==== The data ====

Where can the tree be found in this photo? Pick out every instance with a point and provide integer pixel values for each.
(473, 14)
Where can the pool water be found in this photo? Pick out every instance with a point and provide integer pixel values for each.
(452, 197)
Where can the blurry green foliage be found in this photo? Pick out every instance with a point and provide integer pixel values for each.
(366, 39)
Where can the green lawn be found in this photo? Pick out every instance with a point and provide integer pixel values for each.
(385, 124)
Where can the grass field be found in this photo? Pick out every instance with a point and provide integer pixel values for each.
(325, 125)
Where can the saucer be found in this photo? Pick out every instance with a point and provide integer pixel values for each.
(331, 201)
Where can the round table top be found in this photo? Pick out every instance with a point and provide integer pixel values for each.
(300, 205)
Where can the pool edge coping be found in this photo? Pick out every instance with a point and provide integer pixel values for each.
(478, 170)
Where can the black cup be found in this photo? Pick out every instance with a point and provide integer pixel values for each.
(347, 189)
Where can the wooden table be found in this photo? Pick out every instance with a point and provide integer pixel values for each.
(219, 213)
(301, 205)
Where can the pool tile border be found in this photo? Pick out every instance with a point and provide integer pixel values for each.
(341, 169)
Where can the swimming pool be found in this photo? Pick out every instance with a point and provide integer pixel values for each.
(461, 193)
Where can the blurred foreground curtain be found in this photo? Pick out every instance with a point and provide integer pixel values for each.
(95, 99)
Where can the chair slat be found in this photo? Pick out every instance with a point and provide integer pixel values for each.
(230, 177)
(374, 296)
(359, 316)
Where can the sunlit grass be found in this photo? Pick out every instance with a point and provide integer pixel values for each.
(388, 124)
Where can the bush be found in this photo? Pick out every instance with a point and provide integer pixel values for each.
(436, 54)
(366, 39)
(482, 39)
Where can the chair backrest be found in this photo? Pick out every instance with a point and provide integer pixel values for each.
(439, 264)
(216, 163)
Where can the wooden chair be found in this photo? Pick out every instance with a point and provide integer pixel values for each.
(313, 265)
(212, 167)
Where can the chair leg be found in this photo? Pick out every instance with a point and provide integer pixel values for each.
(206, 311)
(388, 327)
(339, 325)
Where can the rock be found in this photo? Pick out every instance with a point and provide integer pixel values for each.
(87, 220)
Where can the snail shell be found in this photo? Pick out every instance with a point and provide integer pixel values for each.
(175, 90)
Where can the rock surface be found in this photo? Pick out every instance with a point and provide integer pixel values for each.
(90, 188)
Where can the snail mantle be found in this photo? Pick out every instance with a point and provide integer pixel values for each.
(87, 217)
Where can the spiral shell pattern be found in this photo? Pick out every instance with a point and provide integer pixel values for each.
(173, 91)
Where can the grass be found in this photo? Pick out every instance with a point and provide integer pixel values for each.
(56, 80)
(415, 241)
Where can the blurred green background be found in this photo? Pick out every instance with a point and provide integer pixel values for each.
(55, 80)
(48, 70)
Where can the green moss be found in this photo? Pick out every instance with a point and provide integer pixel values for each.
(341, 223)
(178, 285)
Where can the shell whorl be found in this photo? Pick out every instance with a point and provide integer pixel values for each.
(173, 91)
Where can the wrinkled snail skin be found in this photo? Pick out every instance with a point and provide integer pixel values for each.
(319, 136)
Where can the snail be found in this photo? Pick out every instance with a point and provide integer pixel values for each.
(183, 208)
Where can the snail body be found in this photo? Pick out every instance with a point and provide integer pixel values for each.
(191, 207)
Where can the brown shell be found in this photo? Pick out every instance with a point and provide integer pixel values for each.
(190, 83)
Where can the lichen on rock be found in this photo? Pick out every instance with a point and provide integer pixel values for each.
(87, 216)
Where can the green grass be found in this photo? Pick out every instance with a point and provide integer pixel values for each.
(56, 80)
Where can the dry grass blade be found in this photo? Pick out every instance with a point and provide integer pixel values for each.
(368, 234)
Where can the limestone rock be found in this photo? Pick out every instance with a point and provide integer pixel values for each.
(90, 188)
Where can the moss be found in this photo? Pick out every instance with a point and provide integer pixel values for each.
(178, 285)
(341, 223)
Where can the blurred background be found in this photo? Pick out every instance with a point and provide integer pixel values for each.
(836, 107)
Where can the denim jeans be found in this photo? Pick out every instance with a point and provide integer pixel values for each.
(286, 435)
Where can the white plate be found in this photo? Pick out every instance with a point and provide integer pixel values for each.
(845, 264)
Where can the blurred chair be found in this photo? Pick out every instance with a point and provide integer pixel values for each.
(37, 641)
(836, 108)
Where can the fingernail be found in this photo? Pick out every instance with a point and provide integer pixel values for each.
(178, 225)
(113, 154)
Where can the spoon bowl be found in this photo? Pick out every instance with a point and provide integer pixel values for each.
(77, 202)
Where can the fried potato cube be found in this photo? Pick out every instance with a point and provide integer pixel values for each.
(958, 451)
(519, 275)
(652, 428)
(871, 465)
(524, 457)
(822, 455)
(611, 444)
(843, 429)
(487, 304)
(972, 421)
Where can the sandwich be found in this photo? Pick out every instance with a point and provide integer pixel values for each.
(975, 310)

====

_Task to carry out_. Reproduce the data above in full, keeping it exactly the same.

_Task answer_.
Where can the tree be found in this photo? Pick out every instance with a point and provide integer pixel values for each.
(473, 14)
Where can the pool water be found in this photo? Pick out every instance with a point and provide integer pixel values for each.
(452, 197)
Where can the blurry green foliage be found in this photo? Pick out every instance with a point and provide integer pixel values for each.
(366, 39)
Where can the green lawn be found in this photo? Pick out every instance with a point and provide integer pixel values for each.
(385, 124)
Where can the grass field be found in this photo? Pick out every instance with a point and provide integer pixel values for each.
(325, 125)
Where can the saucer be found in this photo? Pick out every instance with a point and provide integer pixel values for each.
(331, 201)
Where can the round table top be found in this photo? Pick out every instance with a point and provide integer pixel values for each.
(300, 205)
Where can the pool edge coping be found in this photo? Pick out every instance with a point and provide integer pixel values for each.
(478, 170)
Where can the black cup be found in this photo? Pick out every instance with a point and provide integer pixel values for each.
(347, 189)
Where can the wooden table be found in this photo? Pick out every instance with a point and provide integer pixel values for each.
(219, 213)
(301, 205)
Where can the pool tile border be found in this photo? Pick out every instance with a point and provide integer pixel values for each.
(341, 169)
Where can the swimming pool be found in this photo? Pick out every instance with a point and provide integer pixel values for each.
(461, 193)
Where can the blurred foreground curtain be found in this photo? Pick out every instance with a point and provide integer pixel values for each.
(95, 99)
Where can the chair slat be found in this photo? Pick out every instance with a point and provide integer pixel values for each.
(230, 177)
(374, 296)
(359, 316)
Where can the sunlit grass be found in this photo? Pick out every instance with a point and provide integer pixel values for each.
(388, 124)
Where can the bush be found in this photo? Pick out every instance with a point and provide integer pixel values for each.
(436, 54)
(366, 39)
(482, 39)
Where can the chair backrest be found in this photo? Pick out every instance with a point and provide integer pixel values for each.
(439, 264)
(216, 163)
Where can the wooden chair be found in this photo? Pick out every instance with a point and provide integer pixel values for each.
(313, 265)
(212, 167)
Where can the chair leg be found in this photo? Pick out every instance with a point and provide integer pixel values for each.
(206, 311)
(388, 327)
(339, 325)
Where can the rock be found in this photo? Pick out every instance with a point and provide integer pixel values for each.
(87, 220)
Where can the snail shell be found in this photo? Pick out every instance with a point and provide integer pixel values for each.
(175, 90)
Where can the rock surface be found in this photo? Pick out every instance with a point and provide integer pixel values for each.
(90, 188)
Where can the snail mantle be found in this photo? Pick out every instance with a point and provide integer pixel values for each.
(87, 217)
Where can the spiral shell pattern be found in this photo? Pick out every instance with a point and provide integer pixel values for each.
(173, 91)
Where can the grass be found in this photo? Pick out every instance with a point and provide integer pixel values for each.
(56, 80)
(415, 241)
Where can the blurred green background be found in this photo? Pick out every instance with a point and provide integer pixel values for each.
(55, 80)
(48, 70)
Where can the green moss be found in this photo? Pick out every instance with a point and provide integer pixel values for each.
(341, 223)
(178, 285)
Where can the shell whorl be found in this photo? Pick out every instance with a point and provide integer pixel values for each.
(173, 91)
Where can the wrinkled snail skin be found in this photo? Pick out every instance with a point and provide integer pixel values for each.
(319, 136)
Where can the snail be found in this photo? Pick out every instance with a point and provide integer pixel values for each.
(183, 208)
Where can the snail body be found in this photo? Pick out every instance with a point and provide integer pixel values for each.
(191, 207)
Where can the brown shell be found in this photo? Pick out every instance with a point and provide integer pixel values for each.
(190, 83)
Where can the lichen on rock be found in this photo? Pick out every instance with a point and provide integer pixel values for each.
(87, 216)
Where can the green grass be found in this photo? Pick out every instance with a point and provide integer pixel values for each.
(56, 80)
Where can the dry grass blade be found in this photo? Pick out every instance with a point and provide integer pixel values for each.
(368, 234)
Where can the limestone rock be found in this photo? Pick out every instance with a point and provide integer pixel values for each.
(90, 188)
Where can the moss be found in this photo? Pick out every instance with a point and provide integer pixel values for each.
(178, 285)
(341, 223)
Where can the blurred background be found in this photo? Pick out every instance with a point and provide integer pixel values for each.
(836, 107)
Where can the denim jeans be found in this photo? Pick out every instance with a point and provide integer pixel values for each.
(286, 435)
Where can the white plate be found in this photo? Pick out every instance with a point and provide integer pixel values for each.
(845, 264)
Where can the blurred chair be found in this photo? Pick out every instance with a point and provide integer pixel values for each.
(37, 641)
(836, 108)
Where can the fingernail be found in this photo? Pick out every instance with a point and provide integer pixel values for each.
(178, 225)
(113, 154)
Where can the spoon bowl be found in this photo? Pick out every instance with a point and provide integer pixel values for each.
(77, 202)
Where can the fried potato cube be found in this photo? Pick out every instance with a point and provide integer pixel values for each.
(958, 451)
(519, 275)
(652, 428)
(871, 465)
(524, 457)
(822, 455)
(611, 444)
(843, 429)
(487, 304)
(972, 421)
Where can the sandwich be found in this photo? Pick out every instance with a point and provide integer pixel values for each.
(975, 310)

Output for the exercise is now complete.